Reproduce each of the rows below word for word, keeping every line in its original order. Leave the pictures out of your copy.

#####

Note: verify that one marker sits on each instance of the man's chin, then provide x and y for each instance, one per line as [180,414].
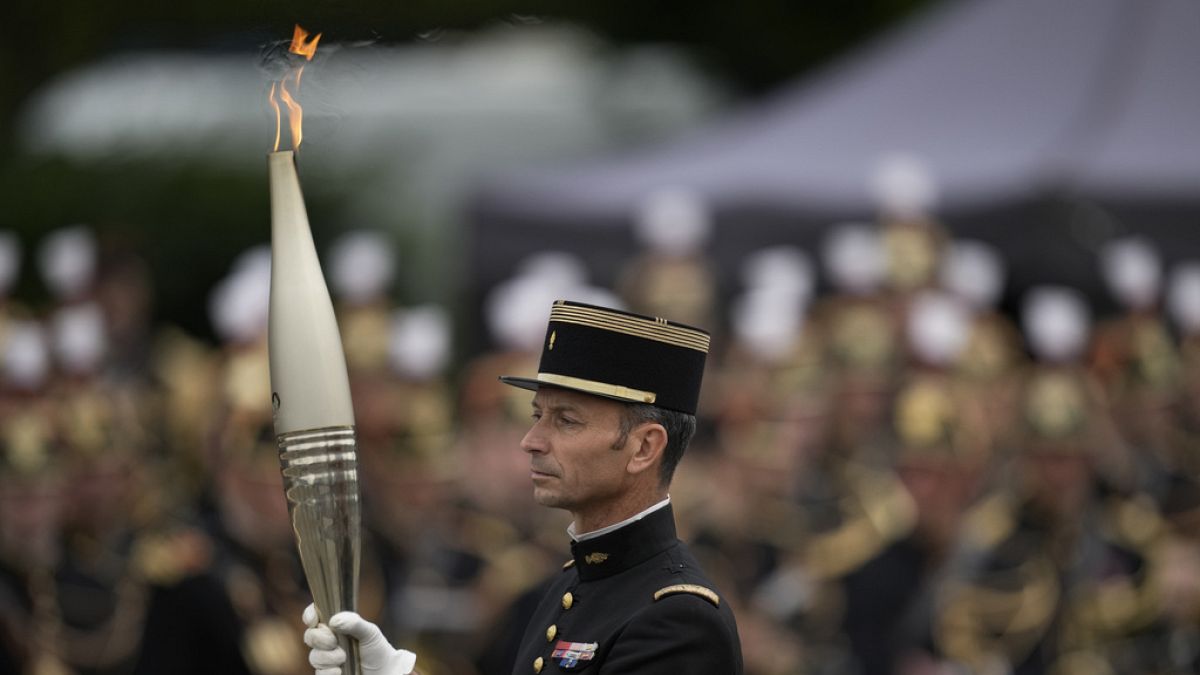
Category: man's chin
[547,499]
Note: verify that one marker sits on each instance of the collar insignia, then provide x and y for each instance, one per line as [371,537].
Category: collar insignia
[571,653]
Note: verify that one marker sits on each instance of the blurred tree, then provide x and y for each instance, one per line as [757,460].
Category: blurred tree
[754,45]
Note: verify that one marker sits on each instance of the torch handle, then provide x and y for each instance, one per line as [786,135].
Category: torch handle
[352,665]
[321,482]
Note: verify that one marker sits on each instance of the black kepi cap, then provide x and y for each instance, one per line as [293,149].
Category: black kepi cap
[621,356]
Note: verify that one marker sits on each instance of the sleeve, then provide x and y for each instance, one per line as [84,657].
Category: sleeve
[681,634]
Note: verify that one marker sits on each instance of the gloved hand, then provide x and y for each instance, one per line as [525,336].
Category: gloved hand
[376,656]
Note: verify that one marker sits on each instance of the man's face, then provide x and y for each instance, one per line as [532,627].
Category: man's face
[571,453]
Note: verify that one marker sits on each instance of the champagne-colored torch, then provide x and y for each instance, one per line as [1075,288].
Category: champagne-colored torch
[313,416]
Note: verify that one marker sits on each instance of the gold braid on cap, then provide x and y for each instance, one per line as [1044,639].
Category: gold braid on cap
[649,328]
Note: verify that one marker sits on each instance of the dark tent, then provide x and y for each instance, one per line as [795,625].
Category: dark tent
[1049,127]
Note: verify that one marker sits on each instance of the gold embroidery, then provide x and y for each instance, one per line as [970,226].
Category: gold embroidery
[707,593]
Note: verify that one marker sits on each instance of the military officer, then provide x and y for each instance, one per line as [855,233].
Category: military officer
[612,414]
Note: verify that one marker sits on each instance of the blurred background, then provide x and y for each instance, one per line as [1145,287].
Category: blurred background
[947,250]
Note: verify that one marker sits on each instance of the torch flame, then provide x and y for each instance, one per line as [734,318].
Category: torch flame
[295,114]
[301,45]
[275,106]
[305,47]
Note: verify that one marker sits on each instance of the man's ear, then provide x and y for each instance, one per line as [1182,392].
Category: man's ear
[649,442]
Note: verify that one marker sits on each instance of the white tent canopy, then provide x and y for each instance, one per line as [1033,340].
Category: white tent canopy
[1005,101]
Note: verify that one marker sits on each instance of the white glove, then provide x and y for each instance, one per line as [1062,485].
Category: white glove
[376,656]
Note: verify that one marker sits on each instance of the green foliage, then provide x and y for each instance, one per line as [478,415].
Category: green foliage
[187,221]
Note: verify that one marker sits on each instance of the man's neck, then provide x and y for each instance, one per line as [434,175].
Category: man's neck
[582,527]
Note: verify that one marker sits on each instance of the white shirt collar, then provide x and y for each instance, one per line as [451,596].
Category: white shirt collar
[600,532]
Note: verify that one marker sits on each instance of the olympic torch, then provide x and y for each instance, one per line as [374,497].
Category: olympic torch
[311,398]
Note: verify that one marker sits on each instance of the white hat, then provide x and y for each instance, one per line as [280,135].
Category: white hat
[1183,296]
[675,221]
[67,261]
[420,341]
[787,269]
[27,358]
[937,327]
[517,311]
[361,266]
[975,272]
[853,256]
[79,338]
[904,186]
[768,321]
[1133,270]
[239,305]
[1057,322]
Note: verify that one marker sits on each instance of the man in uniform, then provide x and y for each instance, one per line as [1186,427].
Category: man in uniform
[613,412]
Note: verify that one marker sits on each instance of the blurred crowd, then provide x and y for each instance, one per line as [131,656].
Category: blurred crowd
[891,473]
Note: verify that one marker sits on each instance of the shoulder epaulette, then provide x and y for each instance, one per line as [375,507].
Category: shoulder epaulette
[707,593]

#####

» **Response to the task**:
Note: verify that one marker sits on each instance of the man's chin, then provide x and y for each instance, one per line as [180,414].
Category: man's chin
[547,499]
Note: verify that one marker sits on each instance of the collar insignia, then provide x and y for each instance, one per line as [371,537].
Category: collar insignia
[571,653]
Note: verify that one marker sits on each instance of the blurred tree, then provide x and y for each instance, one per line as [757,460].
Category: blurred tree
[754,45]
Note: verify that one marker sits on each instance of the torch handle, then provide x and y for each instance, one per line as [786,135].
Category: torch handle
[352,665]
[321,482]
Note: verify that one marker sits on each instance of the black kepi cap, then provide x and y for each instance, one per line as [293,149].
Category: black kepi cap
[621,356]
Note: verify that one marker sits on each instance of the sleeve, then provide x and y for each instance, one per line as [84,657].
Category: sleeve
[681,634]
Note: verify that one marker sits on each instance of the gloved hand, then provide x and y for each instance, one per line as [525,336].
Category: gloved hand
[376,656]
Note: verify that one marker sits on each instance of the man's face, then provide x and y for each instance, one per line as [532,627].
Category: man's face
[571,453]
Note: verify that one marker sits on each instance of the champagne-colored torch, then provide x and y for each instance, one per line as [1075,288].
Category: champagne-colored torch
[313,416]
Note: verify that one marker sits on each instance of the gold braid on cap, then provide x and y for each instance, one per line as [1044,639].
Category: gold braid on cap
[649,328]
Note: verify that one marker sits on each instance of the dark tent, then provide x and y for each instance, one per line as [795,625].
Category: dark tent
[1049,127]
Note: verify that one marker sits on each instance of the gold embroidery, then provide x and y for each instance, one per line as [970,226].
Category: gold embroidery
[707,593]
Note: verify that one marker sits on each instance of the military officer, then provide x and y for each instance, one per line as [855,233].
Category: military officer
[612,414]
Note: verify that one marker sits on each instance of the blurred background, then provide x and y for each instance, one per line as [1145,287].
Category: blurred background
[947,250]
Note: verify that one marker sits on each instance of the torch flame, then provide x and y for each instance, one per line as [734,318].
Category: torch flame
[295,114]
[301,45]
[275,106]
[305,47]
Note: verify that one marker sits on each instance of the man's ear, then provide x and y for each instance, one per line as [1182,392].
Category: man's ear
[649,442]
Note: verify that one marker sits on each instance of the white tent canopy, then provide x and y for each instance, one per line as [1033,340].
Category: white tent canopy
[1005,101]
Note: verify that one marker sits on each instance of the white glove, then provide x and y for each instance, one per line as [1062,485].
Category: white glove
[376,656]
Note: verify that one marker sits on each instance of the green foliage, then provide x and y for each instance, one per line as [478,415].
Category: green foliage
[187,221]
Note: verify that one marker sits on each instance of the man's neck, then provide x and y for each instance, one per line as [434,175].
Category: man's neck
[582,527]
Note: verify that one marker sits on each instance of the white shirt collar, then provide x and y for each instance, one per line as [451,596].
Category: white shirt collar
[600,532]
Note: verify that one marker sits on each instance of the olympic torch, then provide x and y for each instance, one per line as [374,497].
Category: olympic torch
[311,398]
Note: verify that one marker sits on each instance of the white hat, then provide x and y for each instance, one per line as [280,135].
Category: white hat
[1183,296]
[675,221]
[67,261]
[420,341]
[787,269]
[27,358]
[937,327]
[517,311]
[361,266]
[975,272]
[853,256]
[79,338]
[904,186]
[768,321]
[1133,270]
[239,305]
[1057,322]
Note: verify that one marker sits on each instance of the man in uniform, then provide x and y for each instance, one per line as [1186,427].
Category: man in uniform
[613,412]
Note: verify that one marker sits on each instance of the blurred crowd, then provide x and y for each instance, one per line as [131,656].
Category: blurred crowd
[891,473]
Note: verify that one marker sits on each instance of the shoulder epaulette, then provide x and y for each instance, one per line as [375,507].
Category: shoulder epaulette
[707,593]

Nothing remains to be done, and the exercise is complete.